=== Task to complete ===
Exactly repeat the line that contains "Category: chicken outside", then every line after it up to and including the final line.

=== Material supplied ===
========================

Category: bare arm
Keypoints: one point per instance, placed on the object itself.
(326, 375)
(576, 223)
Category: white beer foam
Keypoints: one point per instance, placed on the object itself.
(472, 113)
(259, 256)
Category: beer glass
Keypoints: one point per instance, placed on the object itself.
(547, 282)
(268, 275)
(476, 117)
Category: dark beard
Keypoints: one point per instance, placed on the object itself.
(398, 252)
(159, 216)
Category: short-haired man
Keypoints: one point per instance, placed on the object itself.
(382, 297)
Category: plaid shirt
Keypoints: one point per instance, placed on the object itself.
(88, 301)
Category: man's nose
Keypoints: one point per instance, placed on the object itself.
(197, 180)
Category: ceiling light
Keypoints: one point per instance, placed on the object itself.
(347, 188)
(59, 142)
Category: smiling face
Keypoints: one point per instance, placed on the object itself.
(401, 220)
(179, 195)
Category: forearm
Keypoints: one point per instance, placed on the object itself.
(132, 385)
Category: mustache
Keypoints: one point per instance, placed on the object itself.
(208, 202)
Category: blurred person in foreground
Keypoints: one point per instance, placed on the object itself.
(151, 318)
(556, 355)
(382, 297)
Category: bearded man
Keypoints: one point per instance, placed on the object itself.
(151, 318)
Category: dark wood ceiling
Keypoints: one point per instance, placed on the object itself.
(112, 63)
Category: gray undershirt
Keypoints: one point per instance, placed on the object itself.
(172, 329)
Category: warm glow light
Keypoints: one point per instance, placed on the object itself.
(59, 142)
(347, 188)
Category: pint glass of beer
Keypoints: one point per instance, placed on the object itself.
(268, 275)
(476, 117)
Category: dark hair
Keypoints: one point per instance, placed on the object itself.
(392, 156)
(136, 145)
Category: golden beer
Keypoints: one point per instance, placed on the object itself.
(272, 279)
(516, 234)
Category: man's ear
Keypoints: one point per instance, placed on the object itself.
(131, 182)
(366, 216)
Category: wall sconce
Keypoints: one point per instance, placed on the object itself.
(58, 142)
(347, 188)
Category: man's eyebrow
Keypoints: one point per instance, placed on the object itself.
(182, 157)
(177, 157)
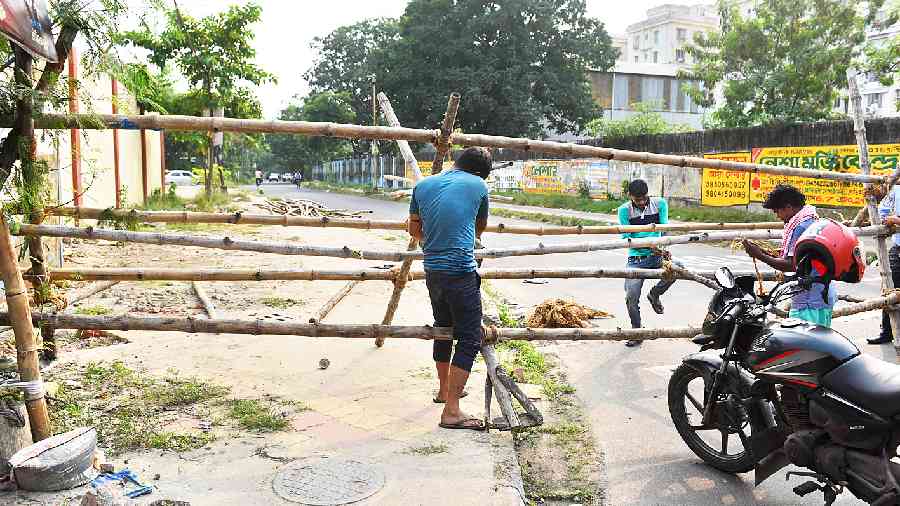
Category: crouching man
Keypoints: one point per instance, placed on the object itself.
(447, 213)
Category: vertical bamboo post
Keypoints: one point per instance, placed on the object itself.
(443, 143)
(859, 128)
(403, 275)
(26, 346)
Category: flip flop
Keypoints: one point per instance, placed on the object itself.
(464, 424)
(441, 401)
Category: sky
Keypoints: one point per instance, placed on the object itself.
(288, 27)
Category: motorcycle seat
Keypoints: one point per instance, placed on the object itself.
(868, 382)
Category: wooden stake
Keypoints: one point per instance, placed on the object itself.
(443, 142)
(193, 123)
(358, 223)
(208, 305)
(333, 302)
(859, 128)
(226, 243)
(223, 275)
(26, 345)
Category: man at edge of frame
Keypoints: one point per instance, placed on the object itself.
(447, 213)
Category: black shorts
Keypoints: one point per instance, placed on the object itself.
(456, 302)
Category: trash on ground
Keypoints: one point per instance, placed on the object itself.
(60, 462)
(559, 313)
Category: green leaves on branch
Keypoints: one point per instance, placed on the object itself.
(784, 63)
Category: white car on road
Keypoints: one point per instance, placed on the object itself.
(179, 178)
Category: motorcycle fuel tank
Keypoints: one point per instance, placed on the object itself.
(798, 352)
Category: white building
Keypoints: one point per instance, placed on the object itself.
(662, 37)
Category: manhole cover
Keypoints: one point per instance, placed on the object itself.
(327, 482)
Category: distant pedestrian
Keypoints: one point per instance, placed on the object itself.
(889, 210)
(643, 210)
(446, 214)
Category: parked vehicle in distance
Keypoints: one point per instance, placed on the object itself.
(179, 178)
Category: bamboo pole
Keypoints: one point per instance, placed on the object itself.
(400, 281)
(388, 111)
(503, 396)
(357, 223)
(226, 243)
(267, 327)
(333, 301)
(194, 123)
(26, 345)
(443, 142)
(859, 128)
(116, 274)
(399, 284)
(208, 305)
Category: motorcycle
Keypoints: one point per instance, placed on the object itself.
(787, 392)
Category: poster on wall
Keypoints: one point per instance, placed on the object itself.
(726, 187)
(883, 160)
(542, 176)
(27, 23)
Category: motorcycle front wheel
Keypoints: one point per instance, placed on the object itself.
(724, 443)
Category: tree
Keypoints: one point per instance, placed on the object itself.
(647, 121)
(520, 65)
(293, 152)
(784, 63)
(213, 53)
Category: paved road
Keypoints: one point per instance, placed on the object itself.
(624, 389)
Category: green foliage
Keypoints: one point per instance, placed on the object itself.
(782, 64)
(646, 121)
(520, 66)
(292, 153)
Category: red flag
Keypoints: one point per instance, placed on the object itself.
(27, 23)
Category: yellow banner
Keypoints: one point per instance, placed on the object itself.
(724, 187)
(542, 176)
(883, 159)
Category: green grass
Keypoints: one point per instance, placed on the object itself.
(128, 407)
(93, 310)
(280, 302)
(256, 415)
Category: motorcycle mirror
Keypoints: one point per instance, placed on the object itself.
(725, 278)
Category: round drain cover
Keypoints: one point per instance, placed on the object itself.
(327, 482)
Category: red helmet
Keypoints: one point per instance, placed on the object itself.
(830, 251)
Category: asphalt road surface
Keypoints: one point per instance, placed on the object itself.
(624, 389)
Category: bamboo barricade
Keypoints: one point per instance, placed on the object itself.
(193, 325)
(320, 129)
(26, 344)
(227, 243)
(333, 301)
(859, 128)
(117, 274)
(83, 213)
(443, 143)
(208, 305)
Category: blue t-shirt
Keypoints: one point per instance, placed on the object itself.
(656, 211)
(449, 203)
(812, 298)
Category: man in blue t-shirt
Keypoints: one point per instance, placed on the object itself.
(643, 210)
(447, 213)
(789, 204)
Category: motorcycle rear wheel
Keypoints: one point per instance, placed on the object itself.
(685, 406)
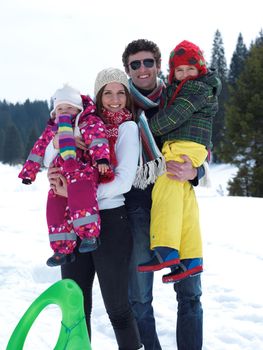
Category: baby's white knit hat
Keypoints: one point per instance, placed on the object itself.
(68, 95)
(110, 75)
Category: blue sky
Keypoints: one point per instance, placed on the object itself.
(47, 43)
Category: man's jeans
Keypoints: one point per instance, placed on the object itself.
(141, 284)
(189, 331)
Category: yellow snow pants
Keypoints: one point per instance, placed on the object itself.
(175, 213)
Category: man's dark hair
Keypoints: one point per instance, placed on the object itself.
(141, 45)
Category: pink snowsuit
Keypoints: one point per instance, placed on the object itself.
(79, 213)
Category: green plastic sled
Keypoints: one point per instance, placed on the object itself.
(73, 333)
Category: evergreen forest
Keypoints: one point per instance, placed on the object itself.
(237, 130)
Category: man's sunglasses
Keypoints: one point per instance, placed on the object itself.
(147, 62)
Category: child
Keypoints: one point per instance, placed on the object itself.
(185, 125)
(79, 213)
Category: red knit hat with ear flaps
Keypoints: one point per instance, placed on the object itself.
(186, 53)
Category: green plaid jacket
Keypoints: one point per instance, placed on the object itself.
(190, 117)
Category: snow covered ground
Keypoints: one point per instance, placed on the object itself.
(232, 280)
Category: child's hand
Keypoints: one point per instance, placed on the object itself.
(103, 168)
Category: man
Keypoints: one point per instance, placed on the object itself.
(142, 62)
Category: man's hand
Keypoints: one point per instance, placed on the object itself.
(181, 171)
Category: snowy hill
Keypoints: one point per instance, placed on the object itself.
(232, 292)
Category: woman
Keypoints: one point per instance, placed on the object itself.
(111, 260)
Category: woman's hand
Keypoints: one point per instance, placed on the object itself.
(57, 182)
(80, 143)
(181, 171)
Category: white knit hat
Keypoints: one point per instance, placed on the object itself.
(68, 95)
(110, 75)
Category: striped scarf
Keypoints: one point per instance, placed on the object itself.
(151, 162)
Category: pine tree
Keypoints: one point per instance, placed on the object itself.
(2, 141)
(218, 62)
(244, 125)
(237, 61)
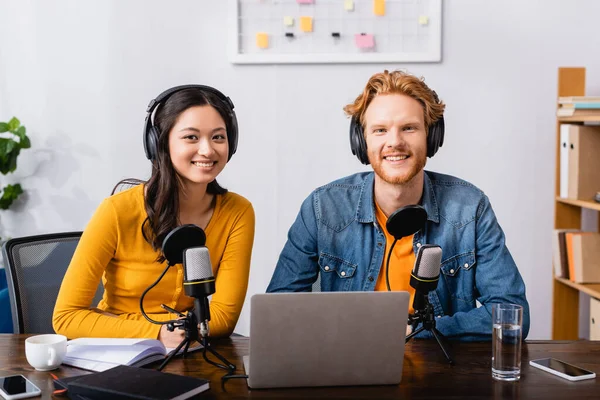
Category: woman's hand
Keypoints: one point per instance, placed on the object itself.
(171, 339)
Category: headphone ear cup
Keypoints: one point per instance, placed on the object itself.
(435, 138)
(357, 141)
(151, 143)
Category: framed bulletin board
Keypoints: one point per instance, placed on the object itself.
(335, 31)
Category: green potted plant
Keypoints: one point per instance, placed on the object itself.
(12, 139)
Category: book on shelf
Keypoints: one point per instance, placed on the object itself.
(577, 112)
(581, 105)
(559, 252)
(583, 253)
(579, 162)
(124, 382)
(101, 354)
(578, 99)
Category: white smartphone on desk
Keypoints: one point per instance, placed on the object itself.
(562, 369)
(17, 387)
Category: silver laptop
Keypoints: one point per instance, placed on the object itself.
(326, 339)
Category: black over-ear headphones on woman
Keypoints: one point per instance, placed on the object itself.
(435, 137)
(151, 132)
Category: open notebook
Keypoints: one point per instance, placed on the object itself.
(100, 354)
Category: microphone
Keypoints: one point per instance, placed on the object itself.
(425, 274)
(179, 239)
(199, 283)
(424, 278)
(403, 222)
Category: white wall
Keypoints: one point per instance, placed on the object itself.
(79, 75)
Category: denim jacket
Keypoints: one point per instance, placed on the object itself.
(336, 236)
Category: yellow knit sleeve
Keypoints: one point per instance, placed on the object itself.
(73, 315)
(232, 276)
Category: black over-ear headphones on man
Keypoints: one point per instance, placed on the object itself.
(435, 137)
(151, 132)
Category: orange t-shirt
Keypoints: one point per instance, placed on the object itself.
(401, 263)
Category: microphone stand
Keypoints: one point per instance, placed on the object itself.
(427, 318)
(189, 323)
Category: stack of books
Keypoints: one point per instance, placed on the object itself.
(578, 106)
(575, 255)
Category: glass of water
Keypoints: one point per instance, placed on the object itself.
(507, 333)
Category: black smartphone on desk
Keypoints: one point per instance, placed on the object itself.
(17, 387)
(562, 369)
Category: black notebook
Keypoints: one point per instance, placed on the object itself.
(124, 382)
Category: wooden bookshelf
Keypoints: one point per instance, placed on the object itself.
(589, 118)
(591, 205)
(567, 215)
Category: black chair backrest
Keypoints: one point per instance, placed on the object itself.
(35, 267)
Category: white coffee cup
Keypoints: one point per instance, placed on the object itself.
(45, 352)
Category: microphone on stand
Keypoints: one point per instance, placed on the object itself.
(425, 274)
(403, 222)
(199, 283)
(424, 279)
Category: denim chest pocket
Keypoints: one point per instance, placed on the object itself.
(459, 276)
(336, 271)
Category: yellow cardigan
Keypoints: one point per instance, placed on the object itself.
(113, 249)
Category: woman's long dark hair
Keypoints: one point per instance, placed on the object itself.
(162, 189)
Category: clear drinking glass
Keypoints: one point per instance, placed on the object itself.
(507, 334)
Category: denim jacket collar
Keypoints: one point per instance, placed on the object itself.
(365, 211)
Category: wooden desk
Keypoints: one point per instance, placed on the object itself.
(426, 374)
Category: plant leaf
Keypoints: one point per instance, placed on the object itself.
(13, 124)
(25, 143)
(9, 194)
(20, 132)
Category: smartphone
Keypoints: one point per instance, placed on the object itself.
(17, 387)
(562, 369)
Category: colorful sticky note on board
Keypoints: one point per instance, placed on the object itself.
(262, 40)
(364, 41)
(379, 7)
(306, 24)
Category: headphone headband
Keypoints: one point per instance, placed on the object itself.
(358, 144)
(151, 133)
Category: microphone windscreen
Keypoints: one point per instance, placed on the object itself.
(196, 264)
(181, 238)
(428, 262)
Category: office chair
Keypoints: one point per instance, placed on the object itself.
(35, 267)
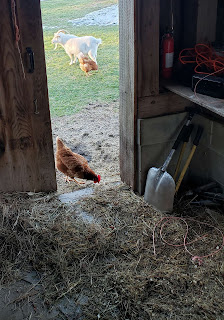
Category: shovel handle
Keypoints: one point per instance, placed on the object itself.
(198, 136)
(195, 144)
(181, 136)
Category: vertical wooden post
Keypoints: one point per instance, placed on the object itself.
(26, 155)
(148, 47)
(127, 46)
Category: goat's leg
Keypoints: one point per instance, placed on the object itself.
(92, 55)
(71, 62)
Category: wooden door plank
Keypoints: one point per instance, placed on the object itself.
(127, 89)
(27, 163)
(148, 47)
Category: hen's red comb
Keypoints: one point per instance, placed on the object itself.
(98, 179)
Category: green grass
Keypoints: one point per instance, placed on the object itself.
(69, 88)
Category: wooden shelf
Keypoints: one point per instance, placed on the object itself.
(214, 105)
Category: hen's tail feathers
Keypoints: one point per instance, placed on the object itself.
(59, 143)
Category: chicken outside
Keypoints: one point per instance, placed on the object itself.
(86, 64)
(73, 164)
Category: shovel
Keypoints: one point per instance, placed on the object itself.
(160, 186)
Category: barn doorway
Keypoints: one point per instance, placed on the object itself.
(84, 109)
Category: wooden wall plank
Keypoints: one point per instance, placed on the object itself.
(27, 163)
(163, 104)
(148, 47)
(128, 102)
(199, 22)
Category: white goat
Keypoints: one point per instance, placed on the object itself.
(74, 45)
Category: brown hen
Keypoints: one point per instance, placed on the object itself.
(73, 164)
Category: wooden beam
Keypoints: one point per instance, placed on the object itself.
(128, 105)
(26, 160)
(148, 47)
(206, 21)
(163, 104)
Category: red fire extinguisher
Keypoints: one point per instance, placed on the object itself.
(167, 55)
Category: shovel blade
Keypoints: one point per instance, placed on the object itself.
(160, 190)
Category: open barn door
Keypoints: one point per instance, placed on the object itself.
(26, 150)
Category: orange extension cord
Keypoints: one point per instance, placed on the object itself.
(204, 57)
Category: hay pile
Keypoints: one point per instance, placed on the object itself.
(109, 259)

========================

=== Worked answer ===
Category: chicken outside
Keypoints: one point per instance, placed on the object itself.
(86, 64)
(73, 164)
Category: shovel
Keypoints: one point per instance, placed on the object itself.
(160, 186)
Category: barn doorway
Keypoints: one point per instance, placed on the object itself.
(84, 109)
Category: wooden wall plank
Keypoints: one point per instance, placed on the object itself.
(27, 163)
(163, 104)
(148, 47)
(128, 102)
(199, 22)
Category: white goat
Keypoints: one point per instance, placed on the object itself.
(74, 45)
Category: brown hen
Keypoints: one point per instance, placed on the object itself.
(73, 164)
Category: wooden beam
Keypoints: one point per instance, placed on the object itself.
(128, 105)
(26, 160)
(148, 47)
(206, 21)
(163, 104)
Category: red fire extinguisher
Keypoints: one point per instance, placed on the object itself.
(167, 55)
Category: shovel blade
Keypoints: one point per instance, placed on the object itself.
(160, 190)
Category: open barn door
Keypoints: one point per instance, placed on the object itself.
(26, 150)
Category: orange extension cord
Keypoints: one point per instance, placed on the object itself.
(204, 57)
Category: hay pile
Keypoints: one point per instance, placed on the object itself.
(109, 259)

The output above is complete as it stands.